• Direction
Reproduce the stretch of the records below from the line containing "Where can the building" through the end, word for word and without the pictures.

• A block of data
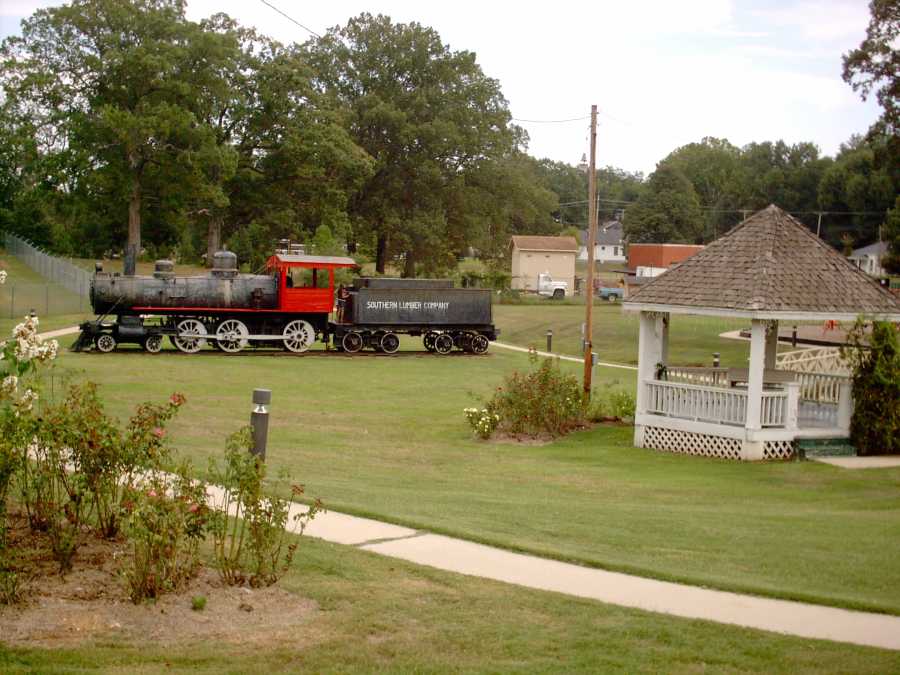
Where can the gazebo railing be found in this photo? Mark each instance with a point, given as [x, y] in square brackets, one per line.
[714, 377]
[713, 404]
[697, 402]
[821, 387]
[814, 386]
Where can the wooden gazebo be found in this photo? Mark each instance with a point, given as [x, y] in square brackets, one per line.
[769, 268]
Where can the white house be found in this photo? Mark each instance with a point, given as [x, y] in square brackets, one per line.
[770, 268]
[535, 255]
[609, 245]
[868, 258]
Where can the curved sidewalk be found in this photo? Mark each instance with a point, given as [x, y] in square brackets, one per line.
[692, 602]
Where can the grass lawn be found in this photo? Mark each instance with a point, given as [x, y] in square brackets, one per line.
[377, 614]
[692, 339]
[385, 436]
[25, 290]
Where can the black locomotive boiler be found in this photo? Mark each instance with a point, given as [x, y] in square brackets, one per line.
[290, 306]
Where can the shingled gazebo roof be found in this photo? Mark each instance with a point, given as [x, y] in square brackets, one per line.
[768, 267]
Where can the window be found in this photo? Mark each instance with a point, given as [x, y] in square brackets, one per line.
[303, 277]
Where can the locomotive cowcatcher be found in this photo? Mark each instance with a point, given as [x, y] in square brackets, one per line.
[288, 306]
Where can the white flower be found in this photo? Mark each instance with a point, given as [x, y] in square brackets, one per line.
[9, 385]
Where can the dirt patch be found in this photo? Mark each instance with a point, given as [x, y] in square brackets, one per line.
[92, 603]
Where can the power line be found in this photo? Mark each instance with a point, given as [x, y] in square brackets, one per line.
[290, 18]
[714, 209]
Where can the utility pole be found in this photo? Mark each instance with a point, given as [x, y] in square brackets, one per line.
[592, 234]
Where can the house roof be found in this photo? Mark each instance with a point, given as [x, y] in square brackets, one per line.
[768, 267]
[877, 249]
[561, 244]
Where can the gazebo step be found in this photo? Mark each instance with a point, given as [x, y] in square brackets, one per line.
[824, 447]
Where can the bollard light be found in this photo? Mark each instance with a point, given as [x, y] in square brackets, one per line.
[259, 421]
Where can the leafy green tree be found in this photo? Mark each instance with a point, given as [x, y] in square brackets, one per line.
[875, 64]
[667, 212]
[296, 165]
[875, 362]
[891, 234]
[713, 166]
[426, 115]
[111, 91]
[856, 182]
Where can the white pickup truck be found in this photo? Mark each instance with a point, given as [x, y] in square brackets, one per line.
[552, 289]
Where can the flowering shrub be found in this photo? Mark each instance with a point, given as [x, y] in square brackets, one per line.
[248, 529]
[483, 421]
[165, 523]
[20, 358]
[542, 402]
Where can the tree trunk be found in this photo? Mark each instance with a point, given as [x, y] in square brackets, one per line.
[214, 238]
[381, 253]
[133, 249]
[409, 267]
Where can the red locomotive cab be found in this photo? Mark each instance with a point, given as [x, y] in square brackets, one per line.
[306, 282]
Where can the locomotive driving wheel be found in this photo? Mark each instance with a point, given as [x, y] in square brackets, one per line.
[480, 344]
[232, 336]
[390, 343]
[352, 342]
[443, 343]
[153, 344]
[191, 336]
[298, 336]
[429, 339]
[105, 343]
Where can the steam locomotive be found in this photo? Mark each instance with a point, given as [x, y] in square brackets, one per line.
[290, 306]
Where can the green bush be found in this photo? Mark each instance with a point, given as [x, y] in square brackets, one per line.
[612, 403]
[542, 402]
[875, 425]
[165, 525]
[248, 528]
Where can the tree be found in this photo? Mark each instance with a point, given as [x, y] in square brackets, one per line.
[891, 232]
[296, 167]
[713, 166]
[427, 115]
[111, 91]
[875, 64]
[667, 212]
[875, 362]
[856, 182]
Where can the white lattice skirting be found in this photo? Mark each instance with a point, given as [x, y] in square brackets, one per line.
[778, 450]
[708, 445]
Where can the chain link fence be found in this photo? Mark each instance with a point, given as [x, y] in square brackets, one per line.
[67, 292]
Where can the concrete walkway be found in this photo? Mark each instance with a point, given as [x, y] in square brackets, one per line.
[466, 557]
[576, 359]
[71, 330]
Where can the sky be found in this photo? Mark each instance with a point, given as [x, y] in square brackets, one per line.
[662, 73]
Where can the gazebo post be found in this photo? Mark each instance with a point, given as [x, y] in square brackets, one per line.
[653, 339]
[771, 344]
[753, 449]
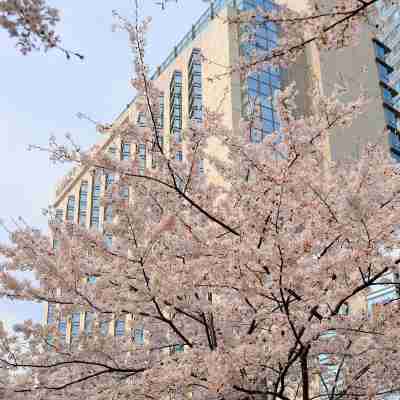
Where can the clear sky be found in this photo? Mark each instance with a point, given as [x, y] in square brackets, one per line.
[40, 95]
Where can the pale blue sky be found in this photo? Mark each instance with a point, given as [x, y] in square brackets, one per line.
[40, 95]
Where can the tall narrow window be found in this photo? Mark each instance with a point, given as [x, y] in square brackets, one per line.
[125, 151]
[175, 112]
[89, 318]
[112, 151]
[259, 87]
[138, 336]
[83, 203]
[141, 119]
[125, 192]
[108, 240]
[200, 167]
[70, 208]
[75, 324]
[95, 207]
[51, 313]
[59, 215]
[56, 244]
[179, 155]
[108, 215]
[161, 116]
[109, 180]
[120, 327]
[195, 86]
[142, 158]
[104, 328]
[62, 329]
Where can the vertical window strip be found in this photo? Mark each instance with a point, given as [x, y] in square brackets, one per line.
[195, 86]
[62, 329]
[83, 194]
[112, 151]
[104, 328]
[70, 208]
[108, 214]
[260, 86]
[200, 166]
[120, 327]
[95, 206]
[179, 155]
[175, 113]
[161, 116]
[75, 324]
[125, 192]
[51, 313]
[59, 215]
[108, 240]
[88, 326]
[142, 158]
[138, 336]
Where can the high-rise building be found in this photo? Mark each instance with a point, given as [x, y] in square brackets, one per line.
[188, 85]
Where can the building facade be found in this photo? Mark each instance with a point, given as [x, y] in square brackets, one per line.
[187, 87]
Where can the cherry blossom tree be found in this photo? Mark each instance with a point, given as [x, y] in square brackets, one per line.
[242, 286]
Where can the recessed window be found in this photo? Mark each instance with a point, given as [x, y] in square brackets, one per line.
[195, 86]
[83, 195]
[175, 112]
[70, 208]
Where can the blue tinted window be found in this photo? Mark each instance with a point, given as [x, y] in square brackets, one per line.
[179, 155]
[120, 327]
[384, 73]
[104, 328]
[195, 86]
[95, 206]
[83, 195]
[76, 318]
[125, 151]
[138, 335]
[89, 319]
[70, 208]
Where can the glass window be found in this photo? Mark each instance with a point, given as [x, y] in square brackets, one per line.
[390, 117]
[62, 329]
[75, 324]
[176, 101]
[108, 214]
[56, 244]
[125, 192]
[179, 155]
[178, 348]
[141, 119]
[142, 158]
[109, 180]
[95, 206]
[125, 151]
[379, 51]
[108, 240]
[383, 72]
[201, 167]
[104, 328]
[89, 319]
[83, 195]
[70, 208]
[195, 86]
[120, 327]
[138, 335]
[59, 215]
[112, 151]
[51, 313]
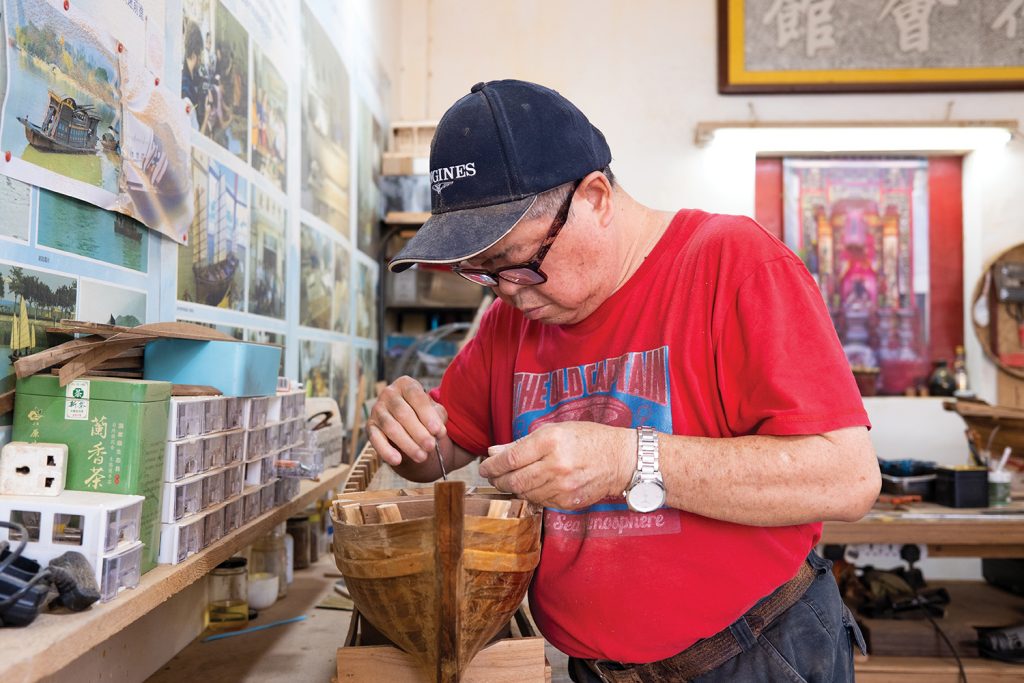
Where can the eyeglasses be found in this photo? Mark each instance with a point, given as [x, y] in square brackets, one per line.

• Response to the task
Where can the building facade be found in this photo? Mark each instance with a point, given as [x, y] in square brackets, one per line.
[187, 87]
Where can the cherry blossom tree be found in this photo? Mark each instance with a point, given as [x, y] in square brackets, one per line.
[242, 286]
Where can the recessed window be found in this photo? Mark each instance with a point, given as [x, y] in square brackets, one per line.
[195, 86]
[83, 195]
[175, 112]
[70, 208]
Where can the blue tinted window be found in this photo? Mark each instance with a point, given as [x, y] in square brackets, one per line.
[179, 155]
[120, 327]
[384, 73]
[104, 328]
[195, 86]
[95, 206]
[83, 195]
[76, 318]
[125, 151]
[138, 335]
[89, 319]
[70, 208]
Where can the glass window be found in this photo? Mark each instance with a point, given as [x, y] in square brackets, one per line.
[390, 117]
[62, 329]
[75, 324]
[176, 101]
[108, 214]
[56, 244]
[125, 192]
[179, 155]
[178, 348]
[141, 119]
[142, 158]
[109, 180]
[95, 206]
[125, 151]
[379, 51]
[108, 240]
[383, 72]
[201, 167]
[104, 328]
[89, 319]
[83, 195]
[70, 208]
[195, 86]
[120, 327]
[138, 335]
[59, 215]
[112, 151]
[51, 313]
Where can the eyeglasses be found in this photo? Mark each instance with a point, given as [x, y] in square brackets, one per line.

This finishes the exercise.